SHORT TASK 1>
Answer these questions from the holiday post:
(a) Why is the writer sad when it's summer?
(b) How did the writer's father get hurt?
(c) What was the one highlight of this year's ER trip?

○ ○ ○ ○ ○

Holidaze
With a heart as cold and black as mine, it should come as a major shock to anyone who does not know me that I love the holidays. I LOVE the holidays. So much that when they’re all over and it’s summer I’m genuinely sad, because there are no decent summer holidays, well, unless you count my birthday, which, after the fiasco of this year, will never again be counted unless I am promised Vicodin (the one highlight of this years ER trip). Mmm, Vicodin.
(Do you hear that noise, Internet? That is the sound of my husband, somewhere, offering up a prayer that I never, ever have an extremely painful injury that requires loads of Vicodin. Because I would shortly become an addict. My father recently sustained a dumb injury–he walked off the edge of the sidewalk and tore a ligament–I guess strange injuries run in my family. Sorry preemptively Alex and Ben. My initial reaction was to wonder OUT LOUD to my mother if he might notice if he were missing one…or thirty.)

○ ○ ○ ○ ○

SHORT TASK 2> Write out again everything in the listing from the line containing "Practice. For this step, pick out the house" down to the line containing "point(67, 63)", adding 140 to each coordinate in the answers. Omit the pictures.

SUPPLIED RECORDS>
○ ○ ○ ○ ○

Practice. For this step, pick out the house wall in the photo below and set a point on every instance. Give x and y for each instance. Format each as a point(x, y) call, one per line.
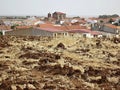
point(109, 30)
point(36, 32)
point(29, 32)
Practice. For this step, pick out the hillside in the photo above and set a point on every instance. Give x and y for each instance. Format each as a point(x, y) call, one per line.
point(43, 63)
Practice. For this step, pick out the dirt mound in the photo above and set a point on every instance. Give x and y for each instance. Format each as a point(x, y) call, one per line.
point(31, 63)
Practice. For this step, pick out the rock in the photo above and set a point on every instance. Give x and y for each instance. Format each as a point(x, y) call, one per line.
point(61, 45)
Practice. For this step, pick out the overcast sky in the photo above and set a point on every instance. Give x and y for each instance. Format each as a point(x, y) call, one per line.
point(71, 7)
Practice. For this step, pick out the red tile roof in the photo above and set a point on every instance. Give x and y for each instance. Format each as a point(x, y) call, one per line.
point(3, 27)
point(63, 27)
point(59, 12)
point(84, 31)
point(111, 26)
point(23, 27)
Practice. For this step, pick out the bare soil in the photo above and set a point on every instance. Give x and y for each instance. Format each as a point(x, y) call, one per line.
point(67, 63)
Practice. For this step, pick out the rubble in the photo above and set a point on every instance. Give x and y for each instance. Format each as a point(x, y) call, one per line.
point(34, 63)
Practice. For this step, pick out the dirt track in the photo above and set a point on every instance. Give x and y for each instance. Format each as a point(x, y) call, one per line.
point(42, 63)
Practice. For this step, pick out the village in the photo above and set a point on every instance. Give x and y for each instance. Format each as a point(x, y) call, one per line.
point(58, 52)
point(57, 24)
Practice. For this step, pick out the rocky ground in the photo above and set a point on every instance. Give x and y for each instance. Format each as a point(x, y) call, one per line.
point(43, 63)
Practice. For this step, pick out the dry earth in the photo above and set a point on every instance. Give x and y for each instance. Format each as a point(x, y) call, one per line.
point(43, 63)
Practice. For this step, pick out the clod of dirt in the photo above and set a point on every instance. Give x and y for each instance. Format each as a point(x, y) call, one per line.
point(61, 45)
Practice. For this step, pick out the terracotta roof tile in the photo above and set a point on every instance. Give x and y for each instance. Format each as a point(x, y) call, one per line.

○ ○ ○ ○ ○

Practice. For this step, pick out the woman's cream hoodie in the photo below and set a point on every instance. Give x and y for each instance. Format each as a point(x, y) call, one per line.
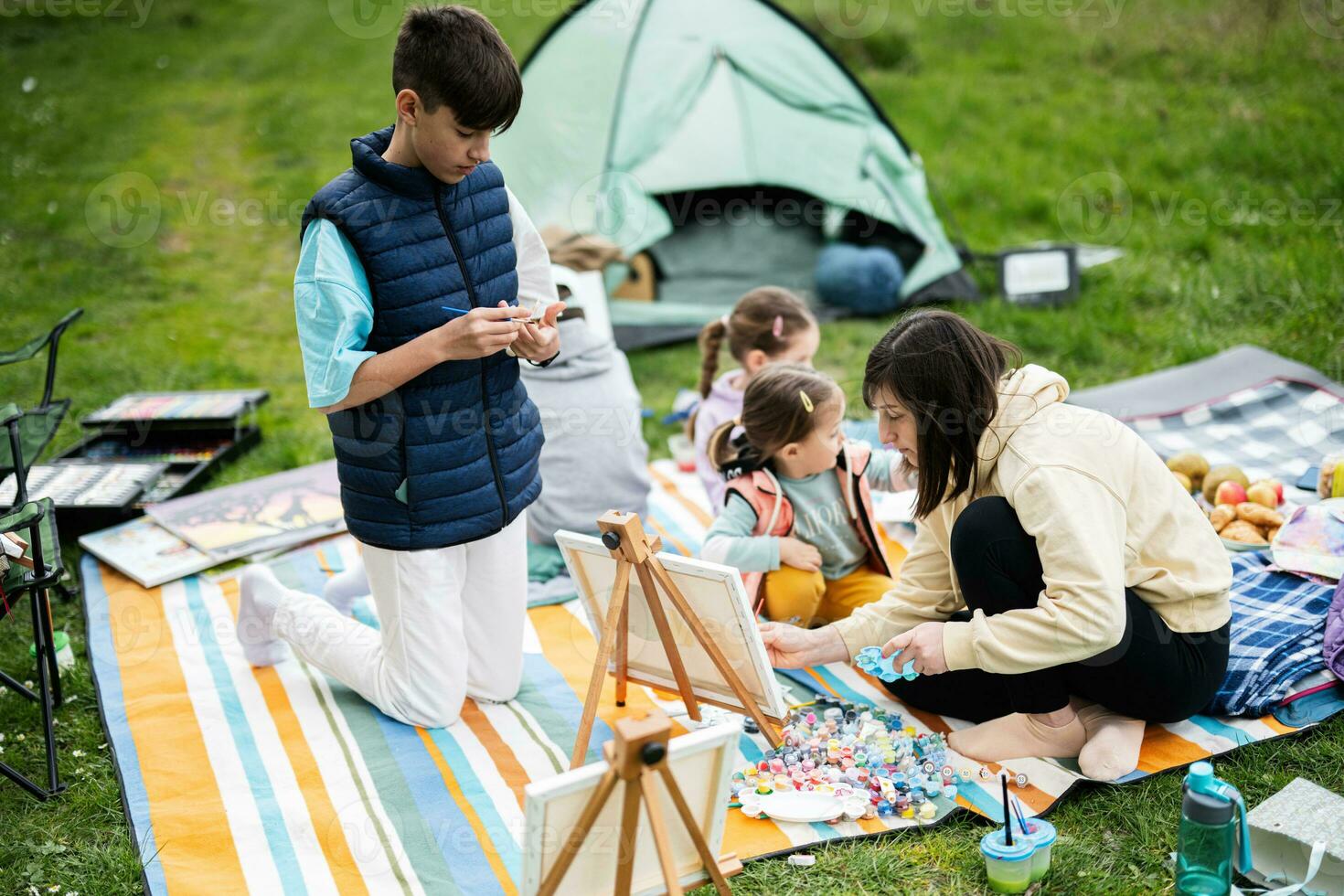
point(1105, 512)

○ ○ ○ ○ ○

WORKED SOLUTION 1>
(a) There are no decent summer holidays.
(b) He walked off the edge of the sidewalk and tore a ligament.
(c) Vicodin.

WORKED SOLUTION 2>
Practice. For this step, pick out the house wall in the photo below and set a point on every instance. Give x and y for each instance. Format each as a point(x, y) call, one per line.
point(249, 170)
point(176, 172)
point(169, 172)
Practice. For this step, pick out the hillside in the photo above and set a point on every instance. Give x and y for each instance. Format each as a point(x, y) call, one per line.
point(183, 203)
Practice. For this step, pick out the dirt mound in the photo above and set a point on every instance. Give x and y for each instance. Format each as a point(x, y) call, one per line.
point(171, 203)
Practice. For this step, pick out the rock in the photo above and set a point on every instance. Give x and y for each instance. Format each as a point(x, y) call, one per line.
point(201, 185)
Practice. For this step, pick out the overcast sky in the photo above and set a point on every instance. Give x and y for each instance. Format each as a point(x, y) call, one per line.
point(211, 147)
Practice. For this step, pick out the red tile roof in the photo above and set a point on every instance. Give x and y for each instance. Format each as a point(x, y) call, one per line.
point(143, 167)
point(203, 167)
point(199, 152)
point(224, 171)
point(251, 166)
point(163, 167)
Practice. For this step, pick out the bare soil in the photo above and set a point on every instance. Give x and y for each instance. Format each as a point(x, y) call, one per line.
point(207, 203)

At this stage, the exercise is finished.